**TASK REQUIREMENTS**. The output is the line holding "Place one point per instance of the green" and all lines after it to the end of the records below; restate them unchanged and add nothing.

____ GIVEN ENTRIES

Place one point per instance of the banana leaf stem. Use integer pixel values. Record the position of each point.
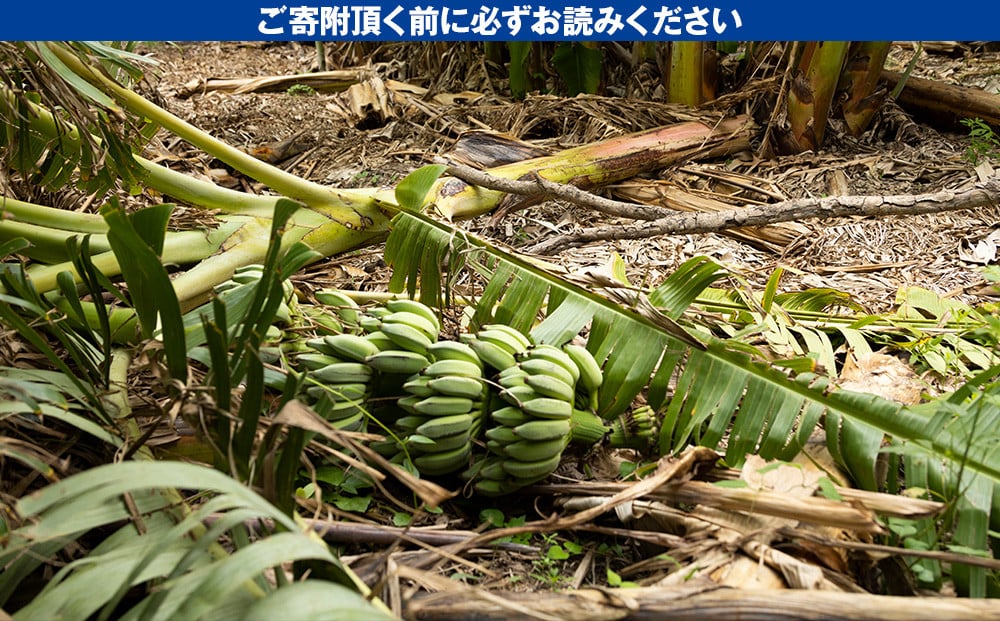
(52, 218)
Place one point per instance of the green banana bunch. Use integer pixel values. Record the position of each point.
(637, 429)
(497, 345)
(532, 418)
(442, 399)
(339, 381)
(445, 402)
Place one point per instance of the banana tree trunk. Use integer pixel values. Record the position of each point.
(860, 82)
(811, 92)
(683, 75)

________

**EXERCISE OUTPUT**.
Place one point per instance of the green banana bunch. Use integer pixel values. Record the position of each point.
(637, 429)
(497, 345)
(532, 418)
(442, 399)
(339, 381)
(445, 402)
Place one point per instance of the banana tree trunk. Use integer pixel values. Record the position of each point.
(860, 82)
(811, 92)
(683, 75)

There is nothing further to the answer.